=== Text block ===

Re: Hadoop Streaming job Fails - Permission Denied error

Posted by Bejoy KS <be...@gmail.com>.
Thanks Jeremy. I tried with your first suggestion and the mappers ran into
completion. But then the reducers failed with another exception related to
pipes. I believe it may be due to permission issues again. I tried setting a
few additional config parameters but it didn't do the job. Please find the
command used and the error logs from jobtracker web UI

hadoop  jar
/usr/lib/hadoop-0.20/contrib/streaming/hadoop-streaming-0.20.2-cdh3u0.jar
-D hadoop.tmp.dir=/home/streaming/tmp/hadoop/ -D
dfs.data.dir=/home/streaming/tmp -D
mapred.local.dir=/home/streaming/tmp/local -D
mapred.system.dir=/home/streaming/tmp/system -D
mapred.temp.dir=/home/streaming/tmp/temp -input
/userdata/bejoy/apps/wc/input -output /userdata/bejoy/apps/wc/output
-mapper /home/streaming/WcStreamMap.py  -reducer
/home/streaming/WcStreamReduce.py


java.lang.RuntimeException: PipeMapRed.waitOutputThreads(): subprocess
failed with code 127
    at
org.apache.hadoop.streaming.PipeMapRed.waitOutputThreads(PipeMapRed.java:362)
    at
org.apache.hadoop.streaming.PipeMapRed.mapRedFinished(PipeMapRed.java:572)
    at org.apache.hadoop.streaming.PipeReducer.close(PipeReducer.java:137)

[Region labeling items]

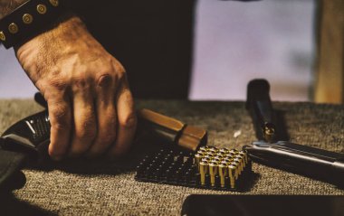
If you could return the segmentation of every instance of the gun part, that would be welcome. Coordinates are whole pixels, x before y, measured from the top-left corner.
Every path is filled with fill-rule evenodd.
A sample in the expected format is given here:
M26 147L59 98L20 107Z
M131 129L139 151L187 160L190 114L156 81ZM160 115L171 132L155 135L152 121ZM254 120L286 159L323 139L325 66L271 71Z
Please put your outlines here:
M253 161L339 186L344 184L343 154L286 141L253 142L244 149Z
M205 130L188 126L179 120L148 109L138 111L139 129L148 130L165 141L173 143L188 151L196 151L207 141ZM140 129L141 128L141 129Z

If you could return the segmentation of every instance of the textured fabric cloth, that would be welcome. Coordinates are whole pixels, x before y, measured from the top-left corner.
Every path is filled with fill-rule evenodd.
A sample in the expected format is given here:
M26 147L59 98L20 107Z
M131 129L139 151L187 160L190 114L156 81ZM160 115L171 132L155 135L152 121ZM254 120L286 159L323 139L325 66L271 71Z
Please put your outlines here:
M138 101L148 108L206 128L208 145L240 148L255 140L244 102ZM277 102L285 112L291 141L344 153L344 106ZM0 100L0 132L42 109L30 100ZM236 138L234 134L241 131ZM128 155L128 160L134 155ZM315 167L316 168L316 167ZM253 164L258 175L244 194L337 194L344 191L301 175ZM26 184L14 192L7 207L14 212L59 215L179 215L192 193L238 194L139 183L122 162L64 162L44 170L25 169ZM2 202L4 203L4 202ZM5 202L6 203L6 202Z

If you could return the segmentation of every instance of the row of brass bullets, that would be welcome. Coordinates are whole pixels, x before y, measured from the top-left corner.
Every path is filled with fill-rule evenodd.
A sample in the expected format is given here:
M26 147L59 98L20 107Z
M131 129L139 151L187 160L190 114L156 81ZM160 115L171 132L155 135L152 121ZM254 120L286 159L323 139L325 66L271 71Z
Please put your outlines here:
M235 183L248 163L247 154L244 151L214 146L200 147L194 159L201 184L205 185L206 178L209 178L210 184L216 186L216 177L219 177L223 188L226 187L226 177L229 178L228 186L235 188Z

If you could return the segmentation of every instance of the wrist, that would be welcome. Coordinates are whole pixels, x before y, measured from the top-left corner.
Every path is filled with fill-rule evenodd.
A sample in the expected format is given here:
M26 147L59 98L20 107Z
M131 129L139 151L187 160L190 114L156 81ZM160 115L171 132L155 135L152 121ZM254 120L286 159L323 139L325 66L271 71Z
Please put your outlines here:
M18 46L52 28L68 13L62 0L29 0L0 20L0 42L5 48Z

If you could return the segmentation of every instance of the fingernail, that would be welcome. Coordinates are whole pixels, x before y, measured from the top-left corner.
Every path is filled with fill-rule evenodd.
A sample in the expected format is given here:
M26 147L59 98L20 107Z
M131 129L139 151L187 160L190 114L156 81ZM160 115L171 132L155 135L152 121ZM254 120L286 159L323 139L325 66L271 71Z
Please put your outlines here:
M51 156L51 157L54 161L61 161L62 159L62 156L60 156L60 155L53 155L53 156Z

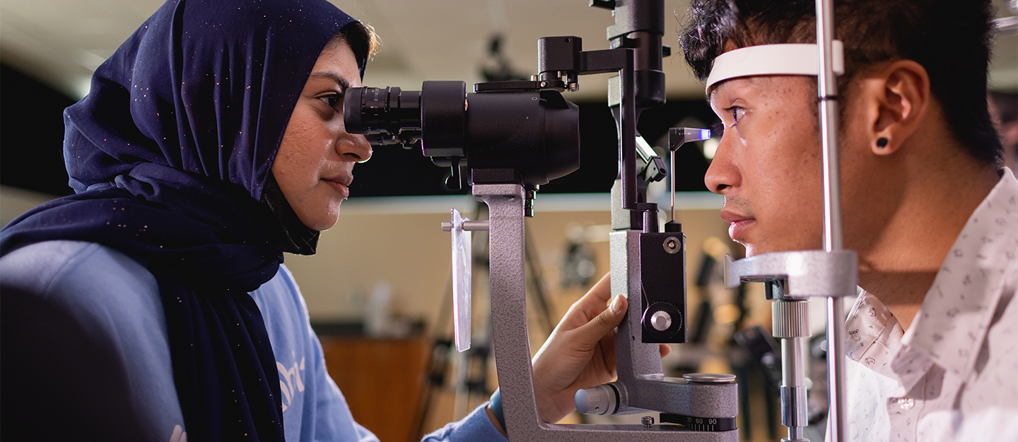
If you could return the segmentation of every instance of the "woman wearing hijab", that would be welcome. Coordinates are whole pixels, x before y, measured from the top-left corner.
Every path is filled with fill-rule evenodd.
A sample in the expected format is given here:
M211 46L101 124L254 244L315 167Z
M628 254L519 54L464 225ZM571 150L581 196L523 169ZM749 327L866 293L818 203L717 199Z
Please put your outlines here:
M326 0L169 0L96 70L64 115L76 194L0 232L4 436L376 440L282 266L371 157L342 97L372 46ZM606 278L534 361L546 421L614 375L608 297ZM427 440L504 440L497 418Z

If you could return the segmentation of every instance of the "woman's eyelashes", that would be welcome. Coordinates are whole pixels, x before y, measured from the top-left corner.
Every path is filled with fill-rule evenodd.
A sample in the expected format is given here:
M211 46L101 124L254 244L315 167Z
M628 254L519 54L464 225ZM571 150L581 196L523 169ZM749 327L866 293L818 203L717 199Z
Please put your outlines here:
M341 112L343 110L343 93L329 94L319 97L319 99L329 105L329 107L335 109L337 112Z

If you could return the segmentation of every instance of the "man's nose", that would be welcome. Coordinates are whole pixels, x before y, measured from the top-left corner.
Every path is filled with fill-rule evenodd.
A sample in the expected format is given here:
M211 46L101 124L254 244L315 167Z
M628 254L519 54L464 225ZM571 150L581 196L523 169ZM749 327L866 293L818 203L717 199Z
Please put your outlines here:
M739 170L735 165L732 149L726 145L728 143L722 136L718 151L715 152L714 159L711 161L711 167L706 169L706 175L703 176L703 184L706 185L708 190L715 194L723 194L726 188L738 186L740 182Z

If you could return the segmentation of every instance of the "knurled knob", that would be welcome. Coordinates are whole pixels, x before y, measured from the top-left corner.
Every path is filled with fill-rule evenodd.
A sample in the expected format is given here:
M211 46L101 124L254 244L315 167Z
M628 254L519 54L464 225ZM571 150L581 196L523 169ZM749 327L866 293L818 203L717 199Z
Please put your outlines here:
M798 338L811 336L809 331L809 301L775 300L771 305L774 320L774 337Z

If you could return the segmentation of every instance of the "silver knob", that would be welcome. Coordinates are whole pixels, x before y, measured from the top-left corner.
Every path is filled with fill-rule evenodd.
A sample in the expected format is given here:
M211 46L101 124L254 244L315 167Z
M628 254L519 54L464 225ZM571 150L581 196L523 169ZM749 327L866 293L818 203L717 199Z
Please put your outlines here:
M654 417L653 416L644 416L644 417L642 417L642 418L639 419L639 422L641 424L643 424L643 428L651 428L651 426L654 425Z
M672 326L672 316L667 312L655 312L651 315L651 326L658 331L668 330Z

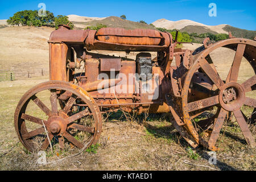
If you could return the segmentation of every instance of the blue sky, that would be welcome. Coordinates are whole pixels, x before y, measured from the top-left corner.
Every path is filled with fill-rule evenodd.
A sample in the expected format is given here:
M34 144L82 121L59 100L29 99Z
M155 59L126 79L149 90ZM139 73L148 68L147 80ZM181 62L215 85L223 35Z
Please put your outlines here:
M186 19L208 25L229 24L240 28L256 30L255 0L0 0L0 19L8 19L15 12L23 10L39 10L38 5L41 2L44 3L46 10L55 15L105 17L125 14L128 20L143 20L147 23L160 18L171 20ZM216 4L216 17L208 15L210 3Z

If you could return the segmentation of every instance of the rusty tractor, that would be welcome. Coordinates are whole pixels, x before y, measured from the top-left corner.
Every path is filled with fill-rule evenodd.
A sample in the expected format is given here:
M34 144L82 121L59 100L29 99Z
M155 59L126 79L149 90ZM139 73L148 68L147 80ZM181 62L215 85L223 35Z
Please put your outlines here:
M175 48L180 43L167 32L78 30L60 25L48 43L50 80L28 90L15 111L16 131L30 151L46 150L51 143L59 143L60 148L65 143L79 148L95 144L102 131L102 114L121 107L138 114L171 113L175 119L170 122L181 137L193 147L201 145L213 151L218 150L220 132L232 114L247 144L255 146L249 127L256 120L256 100L253 94L247 94L256 88L255 40L230 36L213 43L207 38L203 46L191 51ZM218 48L236 52L225 79L210 56ZM241 83L242 57L254 72ZM241 111L243 105L251 108L249 117ZM205 113L208 117L196 121Z

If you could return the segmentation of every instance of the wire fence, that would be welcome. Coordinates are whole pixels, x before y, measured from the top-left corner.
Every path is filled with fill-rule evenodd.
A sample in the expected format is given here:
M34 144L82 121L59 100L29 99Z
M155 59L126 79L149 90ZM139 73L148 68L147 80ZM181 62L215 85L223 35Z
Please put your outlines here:
M17 69L8 71L0 70L0 81L14 81L49 75L49 70L44 69Z
M13 72L0 73L1 81L13 81L15 80L15 74Z

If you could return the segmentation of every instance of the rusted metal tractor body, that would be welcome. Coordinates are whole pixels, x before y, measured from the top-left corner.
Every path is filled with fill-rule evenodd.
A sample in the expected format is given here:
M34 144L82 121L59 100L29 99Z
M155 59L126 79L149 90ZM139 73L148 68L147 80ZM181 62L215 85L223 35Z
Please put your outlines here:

=== Problem ===
Can you carry the Hadoop Streaming forum post forward from the point where it stops?

=== Exercise result ===
    at
org.apache.hadoop.mapred.ReduceTask.runOldReducer(ReduceTask.java:478)
    at org.apache.hadoop.mapred.ReduceTask.run(ReduceTask.java:416)
    at org.apache.hadoop.mapred.Child$4.run(Child.java:268)
    at java.security.AccessController.doPrivileged(Native Method)
    at javax.security.auth.Subject.doAs(Subject.java:396)
    at
org.apache.hadoop.security.UserGroupInformation.doAs(UserGroupInformation.java:1115)
    at org.apache.hadoop.mapred.Child.main(Child.java:262)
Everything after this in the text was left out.